Entries:
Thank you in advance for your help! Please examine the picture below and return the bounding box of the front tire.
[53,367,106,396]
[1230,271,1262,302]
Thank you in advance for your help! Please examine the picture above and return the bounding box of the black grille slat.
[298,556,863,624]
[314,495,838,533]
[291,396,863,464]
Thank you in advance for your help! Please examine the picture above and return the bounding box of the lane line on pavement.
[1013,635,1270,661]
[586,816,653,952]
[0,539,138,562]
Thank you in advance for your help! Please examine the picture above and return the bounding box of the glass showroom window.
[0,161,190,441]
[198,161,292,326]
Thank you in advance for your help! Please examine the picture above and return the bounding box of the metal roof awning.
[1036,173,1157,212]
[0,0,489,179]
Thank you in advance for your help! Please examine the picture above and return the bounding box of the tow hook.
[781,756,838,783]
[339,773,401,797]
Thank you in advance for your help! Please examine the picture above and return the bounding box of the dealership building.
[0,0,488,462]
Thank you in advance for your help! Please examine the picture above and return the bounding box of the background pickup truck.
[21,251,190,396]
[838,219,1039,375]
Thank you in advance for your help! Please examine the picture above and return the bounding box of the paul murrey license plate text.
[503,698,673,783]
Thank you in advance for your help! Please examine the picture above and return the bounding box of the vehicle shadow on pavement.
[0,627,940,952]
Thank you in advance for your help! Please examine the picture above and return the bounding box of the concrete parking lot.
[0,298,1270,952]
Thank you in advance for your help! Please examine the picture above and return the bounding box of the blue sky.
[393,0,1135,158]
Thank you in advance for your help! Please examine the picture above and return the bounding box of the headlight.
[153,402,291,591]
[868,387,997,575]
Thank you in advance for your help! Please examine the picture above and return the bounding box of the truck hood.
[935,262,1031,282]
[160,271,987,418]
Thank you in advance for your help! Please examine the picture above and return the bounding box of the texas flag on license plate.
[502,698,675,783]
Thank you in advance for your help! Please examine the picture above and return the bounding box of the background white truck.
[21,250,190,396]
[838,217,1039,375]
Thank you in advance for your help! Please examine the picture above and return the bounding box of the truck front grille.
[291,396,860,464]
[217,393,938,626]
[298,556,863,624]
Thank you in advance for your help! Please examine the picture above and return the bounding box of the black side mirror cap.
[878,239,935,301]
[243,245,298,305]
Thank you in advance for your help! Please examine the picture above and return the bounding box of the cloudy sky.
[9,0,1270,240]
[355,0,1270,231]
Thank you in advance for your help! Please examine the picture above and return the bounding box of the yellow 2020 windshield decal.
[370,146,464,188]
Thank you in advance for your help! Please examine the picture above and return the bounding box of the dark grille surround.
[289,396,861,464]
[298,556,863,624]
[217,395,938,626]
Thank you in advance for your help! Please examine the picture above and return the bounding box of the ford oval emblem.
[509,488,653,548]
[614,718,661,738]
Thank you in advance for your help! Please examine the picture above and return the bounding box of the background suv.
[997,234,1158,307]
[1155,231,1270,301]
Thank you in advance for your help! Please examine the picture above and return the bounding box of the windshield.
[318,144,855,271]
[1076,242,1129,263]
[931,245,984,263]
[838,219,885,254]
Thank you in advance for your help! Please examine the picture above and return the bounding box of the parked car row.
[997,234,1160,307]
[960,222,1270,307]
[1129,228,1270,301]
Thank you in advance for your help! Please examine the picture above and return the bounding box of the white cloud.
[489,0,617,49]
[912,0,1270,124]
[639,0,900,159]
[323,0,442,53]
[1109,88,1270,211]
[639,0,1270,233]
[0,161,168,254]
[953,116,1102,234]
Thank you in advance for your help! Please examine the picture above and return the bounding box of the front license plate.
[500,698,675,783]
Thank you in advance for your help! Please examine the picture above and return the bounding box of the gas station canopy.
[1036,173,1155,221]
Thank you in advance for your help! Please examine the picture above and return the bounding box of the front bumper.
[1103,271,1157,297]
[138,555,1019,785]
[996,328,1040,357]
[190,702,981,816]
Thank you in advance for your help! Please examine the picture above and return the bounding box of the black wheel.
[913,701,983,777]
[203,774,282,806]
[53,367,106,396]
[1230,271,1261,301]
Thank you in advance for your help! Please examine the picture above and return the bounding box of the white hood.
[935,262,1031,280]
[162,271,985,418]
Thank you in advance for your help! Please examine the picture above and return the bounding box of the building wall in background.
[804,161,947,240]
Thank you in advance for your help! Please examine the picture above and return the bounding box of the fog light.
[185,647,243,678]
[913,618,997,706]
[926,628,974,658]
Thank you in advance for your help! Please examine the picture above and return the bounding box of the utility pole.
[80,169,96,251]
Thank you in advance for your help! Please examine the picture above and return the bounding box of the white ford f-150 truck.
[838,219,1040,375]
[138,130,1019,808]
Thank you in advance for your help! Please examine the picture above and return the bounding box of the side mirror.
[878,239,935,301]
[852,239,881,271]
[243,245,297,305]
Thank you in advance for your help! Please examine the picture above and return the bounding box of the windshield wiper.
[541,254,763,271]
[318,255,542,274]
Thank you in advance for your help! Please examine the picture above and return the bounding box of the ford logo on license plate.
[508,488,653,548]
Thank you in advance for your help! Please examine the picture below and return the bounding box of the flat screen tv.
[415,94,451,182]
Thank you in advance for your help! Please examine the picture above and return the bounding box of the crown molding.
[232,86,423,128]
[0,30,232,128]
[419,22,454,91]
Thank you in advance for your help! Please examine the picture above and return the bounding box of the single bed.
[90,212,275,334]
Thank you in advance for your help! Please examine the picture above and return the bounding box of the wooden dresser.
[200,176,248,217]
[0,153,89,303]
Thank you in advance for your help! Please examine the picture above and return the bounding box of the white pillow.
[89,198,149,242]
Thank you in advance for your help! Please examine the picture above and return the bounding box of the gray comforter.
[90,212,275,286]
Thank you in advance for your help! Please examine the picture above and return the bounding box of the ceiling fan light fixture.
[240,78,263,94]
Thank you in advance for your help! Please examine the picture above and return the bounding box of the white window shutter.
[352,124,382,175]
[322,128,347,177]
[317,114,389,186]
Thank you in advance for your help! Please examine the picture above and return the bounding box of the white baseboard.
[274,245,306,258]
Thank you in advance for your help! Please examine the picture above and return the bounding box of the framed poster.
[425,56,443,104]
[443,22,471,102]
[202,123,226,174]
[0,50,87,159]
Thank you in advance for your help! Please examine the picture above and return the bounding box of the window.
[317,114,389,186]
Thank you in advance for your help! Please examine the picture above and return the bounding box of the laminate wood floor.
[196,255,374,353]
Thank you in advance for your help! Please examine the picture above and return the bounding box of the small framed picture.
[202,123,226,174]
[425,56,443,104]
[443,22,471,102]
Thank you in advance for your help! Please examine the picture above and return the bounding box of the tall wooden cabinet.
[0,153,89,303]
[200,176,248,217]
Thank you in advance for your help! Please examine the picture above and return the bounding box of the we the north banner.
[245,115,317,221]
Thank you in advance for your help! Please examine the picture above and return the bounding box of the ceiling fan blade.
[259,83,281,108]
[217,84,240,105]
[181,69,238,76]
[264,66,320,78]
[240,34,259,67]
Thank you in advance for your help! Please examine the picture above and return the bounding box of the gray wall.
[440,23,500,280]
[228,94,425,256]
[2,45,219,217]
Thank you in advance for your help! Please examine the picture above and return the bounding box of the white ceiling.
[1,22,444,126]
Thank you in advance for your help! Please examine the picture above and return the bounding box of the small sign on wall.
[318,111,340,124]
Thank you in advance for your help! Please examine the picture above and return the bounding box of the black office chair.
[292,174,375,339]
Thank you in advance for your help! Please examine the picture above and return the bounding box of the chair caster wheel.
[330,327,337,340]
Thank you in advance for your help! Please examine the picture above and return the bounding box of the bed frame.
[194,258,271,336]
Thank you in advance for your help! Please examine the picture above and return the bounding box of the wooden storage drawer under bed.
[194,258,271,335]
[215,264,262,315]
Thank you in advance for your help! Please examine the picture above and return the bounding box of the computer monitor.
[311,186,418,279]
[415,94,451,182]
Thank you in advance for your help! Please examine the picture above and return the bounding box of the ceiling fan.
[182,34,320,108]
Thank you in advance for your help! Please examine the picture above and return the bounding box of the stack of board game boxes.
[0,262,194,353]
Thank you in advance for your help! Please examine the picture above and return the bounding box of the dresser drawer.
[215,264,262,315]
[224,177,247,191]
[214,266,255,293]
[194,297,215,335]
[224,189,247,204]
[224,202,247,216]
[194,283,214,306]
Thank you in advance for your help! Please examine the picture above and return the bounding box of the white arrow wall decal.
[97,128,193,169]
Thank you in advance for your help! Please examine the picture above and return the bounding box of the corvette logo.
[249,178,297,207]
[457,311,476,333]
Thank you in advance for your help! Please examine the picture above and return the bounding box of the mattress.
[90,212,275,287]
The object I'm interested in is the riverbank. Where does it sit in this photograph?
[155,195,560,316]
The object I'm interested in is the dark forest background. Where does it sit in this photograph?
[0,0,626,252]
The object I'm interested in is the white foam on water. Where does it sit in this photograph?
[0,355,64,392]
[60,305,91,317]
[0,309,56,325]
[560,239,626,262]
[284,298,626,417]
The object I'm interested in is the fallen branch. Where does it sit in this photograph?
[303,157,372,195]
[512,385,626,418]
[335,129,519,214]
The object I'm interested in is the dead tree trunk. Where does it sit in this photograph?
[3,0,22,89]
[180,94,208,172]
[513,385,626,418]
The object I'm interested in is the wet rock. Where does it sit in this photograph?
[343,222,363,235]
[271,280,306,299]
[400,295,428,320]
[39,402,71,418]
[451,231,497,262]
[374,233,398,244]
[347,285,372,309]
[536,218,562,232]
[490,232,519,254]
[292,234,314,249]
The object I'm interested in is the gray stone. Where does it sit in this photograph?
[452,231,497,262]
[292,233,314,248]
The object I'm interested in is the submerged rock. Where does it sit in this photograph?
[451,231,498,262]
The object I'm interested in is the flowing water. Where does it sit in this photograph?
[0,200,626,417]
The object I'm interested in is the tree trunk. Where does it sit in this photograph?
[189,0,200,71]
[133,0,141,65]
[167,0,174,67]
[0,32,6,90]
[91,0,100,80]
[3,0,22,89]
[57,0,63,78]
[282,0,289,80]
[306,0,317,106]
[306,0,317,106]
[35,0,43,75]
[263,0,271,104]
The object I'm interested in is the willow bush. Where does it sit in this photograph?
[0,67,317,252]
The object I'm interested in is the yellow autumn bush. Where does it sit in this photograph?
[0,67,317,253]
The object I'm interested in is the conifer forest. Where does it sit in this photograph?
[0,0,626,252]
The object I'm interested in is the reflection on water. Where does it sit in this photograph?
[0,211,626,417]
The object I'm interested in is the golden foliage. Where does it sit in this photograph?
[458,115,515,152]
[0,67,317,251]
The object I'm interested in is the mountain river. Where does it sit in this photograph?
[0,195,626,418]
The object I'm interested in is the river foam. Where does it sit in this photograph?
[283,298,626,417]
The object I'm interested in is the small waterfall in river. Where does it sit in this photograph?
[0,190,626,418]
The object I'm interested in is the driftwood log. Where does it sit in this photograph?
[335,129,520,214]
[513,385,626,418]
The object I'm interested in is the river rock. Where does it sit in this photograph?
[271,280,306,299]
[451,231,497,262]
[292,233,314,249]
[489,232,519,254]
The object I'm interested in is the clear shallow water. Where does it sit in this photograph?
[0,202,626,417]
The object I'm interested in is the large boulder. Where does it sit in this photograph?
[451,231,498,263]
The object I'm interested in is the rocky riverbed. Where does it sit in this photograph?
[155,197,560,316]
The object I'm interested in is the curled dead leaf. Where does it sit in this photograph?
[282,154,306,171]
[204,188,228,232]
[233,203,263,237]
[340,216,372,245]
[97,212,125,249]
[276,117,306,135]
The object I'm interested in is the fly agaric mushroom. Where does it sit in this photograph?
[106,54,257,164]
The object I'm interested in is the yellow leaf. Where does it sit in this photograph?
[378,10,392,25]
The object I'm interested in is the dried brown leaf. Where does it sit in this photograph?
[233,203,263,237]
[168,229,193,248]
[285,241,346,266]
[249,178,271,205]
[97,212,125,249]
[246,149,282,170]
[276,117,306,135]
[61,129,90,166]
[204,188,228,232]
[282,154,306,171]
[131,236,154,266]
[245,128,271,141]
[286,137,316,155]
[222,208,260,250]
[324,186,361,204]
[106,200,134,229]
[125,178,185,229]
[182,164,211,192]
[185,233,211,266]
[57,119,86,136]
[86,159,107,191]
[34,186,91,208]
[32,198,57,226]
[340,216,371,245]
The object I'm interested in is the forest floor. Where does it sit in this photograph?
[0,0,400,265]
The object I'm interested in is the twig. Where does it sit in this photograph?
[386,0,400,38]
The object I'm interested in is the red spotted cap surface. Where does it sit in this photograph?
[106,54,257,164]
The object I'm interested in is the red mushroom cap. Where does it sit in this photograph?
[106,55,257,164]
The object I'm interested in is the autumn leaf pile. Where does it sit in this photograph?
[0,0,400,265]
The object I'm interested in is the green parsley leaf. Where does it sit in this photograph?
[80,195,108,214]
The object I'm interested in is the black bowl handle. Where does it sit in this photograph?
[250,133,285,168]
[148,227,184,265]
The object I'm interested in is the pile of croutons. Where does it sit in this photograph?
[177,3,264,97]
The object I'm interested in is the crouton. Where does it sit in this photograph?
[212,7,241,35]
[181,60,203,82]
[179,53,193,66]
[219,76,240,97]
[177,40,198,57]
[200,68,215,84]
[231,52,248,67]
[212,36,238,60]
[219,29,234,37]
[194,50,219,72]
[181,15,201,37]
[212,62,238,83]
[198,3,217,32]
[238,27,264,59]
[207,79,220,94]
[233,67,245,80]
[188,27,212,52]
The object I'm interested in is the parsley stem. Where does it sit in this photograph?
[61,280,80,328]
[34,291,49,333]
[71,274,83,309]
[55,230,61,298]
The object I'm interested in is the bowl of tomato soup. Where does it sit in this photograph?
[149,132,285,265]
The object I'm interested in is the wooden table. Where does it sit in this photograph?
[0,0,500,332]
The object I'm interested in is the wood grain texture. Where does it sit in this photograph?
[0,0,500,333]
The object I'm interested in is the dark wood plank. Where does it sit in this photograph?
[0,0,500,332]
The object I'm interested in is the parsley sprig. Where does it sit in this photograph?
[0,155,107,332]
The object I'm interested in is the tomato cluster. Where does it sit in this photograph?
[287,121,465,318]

Direction: Can you scale the data from the line with "black office chair." up to and including the line with "[330,327,337,340]", rewriting every line in that span, text included, with each bounding box coordinate multiplied by 2.3 and rounded to a whole number (halves round up)?

Final answer:
Thank you in advance for your help! Please examine the picture above and return the bounding box of the black office chair.
[672,400,863,780]
Thank you in advance for your help! Please examine the picture above and return the bounding box of the chair caster wheel.
[759,752,775,782]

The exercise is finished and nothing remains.